I decided to start writing tonight's entry a little bit earlier than usual to make up for how incredibly slow my computer is. Maybe this way I might actually be able to get tonight's entry up before 11 o'clock. I've been complaining to my sister a lot lately about how slow my computer but I don't think she understood the extent of how annoying it was until she was visiting and got a chance to use the worlds slowest computer. After a frustrating attempt we decided that it would be faster to carve my blog entry in stone and then run it individually to each person's house. So don't be surprised if you see my jogging up your driveway tomorrow with a giant rock in my hands. But for today, I'm going to attempt another long and frustrating effort to write about today's book.
Today's book, "Disillusioned, disenfranchised, and disinterested in anything churchy, Susan Isaacs knew of only one thing to do when she hit spiritual rock bottom at age forty: She took God to couples counseling. In this cuttingly poignant memoir, Susan chronicles her rocky relationship with the Almighty."
Thoughts on today's book:
- I picked today's book based on the title - it intrigued me. I was very torn about this book. I wavered between finding it amusing as well as interesting and then thinking it was a little bit corny (although not overpoweringly so, it didn't come off like a 241 page Hallmark card as some books of this nature do).

::::::::::

Can you extend the blog entry about the slow computer and today's book, starting right after its last sentence? These records are separate from the blog entry.

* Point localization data
::::::::::

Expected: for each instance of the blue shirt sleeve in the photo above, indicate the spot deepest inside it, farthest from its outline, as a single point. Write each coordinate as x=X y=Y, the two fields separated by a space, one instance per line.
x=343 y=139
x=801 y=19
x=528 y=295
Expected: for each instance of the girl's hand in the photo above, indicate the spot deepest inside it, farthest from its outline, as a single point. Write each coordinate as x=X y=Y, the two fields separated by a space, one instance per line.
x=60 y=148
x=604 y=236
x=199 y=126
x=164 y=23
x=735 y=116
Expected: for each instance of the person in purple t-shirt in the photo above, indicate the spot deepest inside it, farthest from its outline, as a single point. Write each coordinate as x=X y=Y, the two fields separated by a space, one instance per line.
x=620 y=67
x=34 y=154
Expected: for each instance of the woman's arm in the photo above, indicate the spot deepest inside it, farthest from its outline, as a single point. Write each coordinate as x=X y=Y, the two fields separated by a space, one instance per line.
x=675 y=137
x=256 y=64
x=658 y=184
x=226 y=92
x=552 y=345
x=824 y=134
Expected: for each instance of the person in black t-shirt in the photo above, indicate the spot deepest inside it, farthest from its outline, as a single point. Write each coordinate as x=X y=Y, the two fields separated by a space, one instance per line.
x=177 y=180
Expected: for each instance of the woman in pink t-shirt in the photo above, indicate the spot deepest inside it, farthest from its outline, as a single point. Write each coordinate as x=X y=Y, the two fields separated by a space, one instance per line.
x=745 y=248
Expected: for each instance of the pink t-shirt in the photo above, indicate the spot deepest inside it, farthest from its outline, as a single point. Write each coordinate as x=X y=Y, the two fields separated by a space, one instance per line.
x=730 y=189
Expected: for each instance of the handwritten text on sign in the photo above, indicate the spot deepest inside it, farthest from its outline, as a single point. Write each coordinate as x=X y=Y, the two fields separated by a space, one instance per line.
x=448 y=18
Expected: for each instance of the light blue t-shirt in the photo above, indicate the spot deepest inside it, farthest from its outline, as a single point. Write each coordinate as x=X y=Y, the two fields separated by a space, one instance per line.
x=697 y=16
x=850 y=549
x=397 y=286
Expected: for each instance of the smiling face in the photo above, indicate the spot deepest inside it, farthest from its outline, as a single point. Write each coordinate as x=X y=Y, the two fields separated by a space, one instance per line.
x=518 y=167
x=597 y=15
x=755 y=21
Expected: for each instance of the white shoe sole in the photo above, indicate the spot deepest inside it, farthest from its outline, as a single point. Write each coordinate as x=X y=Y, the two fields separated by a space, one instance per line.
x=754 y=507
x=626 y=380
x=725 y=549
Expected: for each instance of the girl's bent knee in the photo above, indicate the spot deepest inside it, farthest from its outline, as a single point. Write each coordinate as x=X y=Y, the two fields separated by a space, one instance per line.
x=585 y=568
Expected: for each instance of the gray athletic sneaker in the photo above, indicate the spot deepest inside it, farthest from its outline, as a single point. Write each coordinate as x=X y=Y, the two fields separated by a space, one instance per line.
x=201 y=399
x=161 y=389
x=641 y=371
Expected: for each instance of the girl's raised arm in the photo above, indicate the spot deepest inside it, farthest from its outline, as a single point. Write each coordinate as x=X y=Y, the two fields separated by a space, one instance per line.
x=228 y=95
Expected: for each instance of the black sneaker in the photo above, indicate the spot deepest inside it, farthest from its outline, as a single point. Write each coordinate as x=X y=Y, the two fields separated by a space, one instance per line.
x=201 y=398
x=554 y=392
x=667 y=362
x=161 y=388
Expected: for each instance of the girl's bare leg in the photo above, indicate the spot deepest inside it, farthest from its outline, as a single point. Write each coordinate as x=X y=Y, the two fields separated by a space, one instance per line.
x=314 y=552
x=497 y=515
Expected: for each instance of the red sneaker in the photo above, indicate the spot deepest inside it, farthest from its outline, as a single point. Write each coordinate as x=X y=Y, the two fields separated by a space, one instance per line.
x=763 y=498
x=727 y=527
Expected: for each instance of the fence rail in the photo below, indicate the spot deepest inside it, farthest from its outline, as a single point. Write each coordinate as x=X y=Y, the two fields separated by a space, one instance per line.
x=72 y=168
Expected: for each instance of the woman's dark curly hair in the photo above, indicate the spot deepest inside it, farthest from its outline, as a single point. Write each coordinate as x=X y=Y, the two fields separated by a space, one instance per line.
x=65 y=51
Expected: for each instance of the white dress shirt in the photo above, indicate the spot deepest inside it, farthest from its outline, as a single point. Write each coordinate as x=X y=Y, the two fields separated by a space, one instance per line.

::::::::::

* ANSWER SPACE
- I also picked the book because I read the description (for once) before picking out the book, and I was curious as to what the book meant by "She took God to couples counseling." Well here's what it meant, the author found a Christian counselor, a pastor, and attempted to talk him into a joint counseling session with God. Or as she describes it, "We can role-play. I'll be Susan the neglected wife, and you'll be God the abusive dead-beat husband." - This is the part of the book where I became torn again, part of me finds it offensive that someone would refer to God as an abusive, dead-beat husband (although if I'm really honest, I would have to admit that there have been moments of anger when I've called Him worse things), and the other part of me is impressed that anyone would have the guts to say something like that to a pastor. The reason being that I become a pathetic people-pleaser around really religious people, especially ministers. I morph into a horrifying version of a Stepford Wife and engage in ridiculously over-the-top displays of fake perfection. My voice changes and I start to talk a little bit too much like Mrs. Duggar, and I start censoring everything I do as if to say Hey Mr. Minister, look how good and holy I am. I have absolutely no idea why I do this. Does that every happen to you dear readers - where you're watching yourself act like an idiot and yet you feel powerless to stop it. It happens to me often enough that I can't help but be impressed by a person who will say exactly what they think in front of a pastor, even if what they say might not be what that person wants to hear.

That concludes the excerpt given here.